» Dataset extract:
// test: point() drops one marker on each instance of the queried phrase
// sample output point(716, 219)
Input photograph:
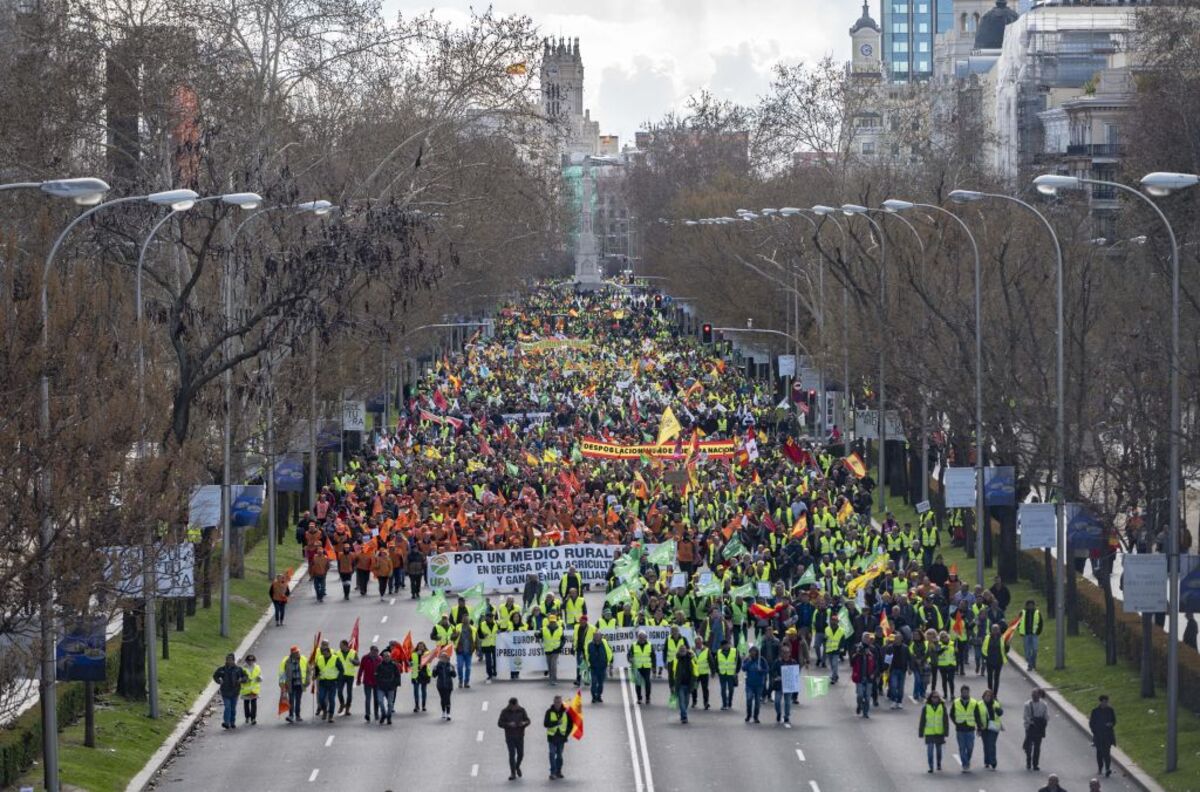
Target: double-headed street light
point(851, 210)
point(973, 196)
point(1158, 184)
point(895, 205)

» Problem description:
Transcription of the lines from the one with "output point(716, 219)" through the end of the entries is required, exact and with no pictures.

» Answer box:
// sample output point(716, 219)
Input photograph:
Target: double-headed street light
point(851, 210)
point(973, 196)
point(1158, 184)
point(895, 205)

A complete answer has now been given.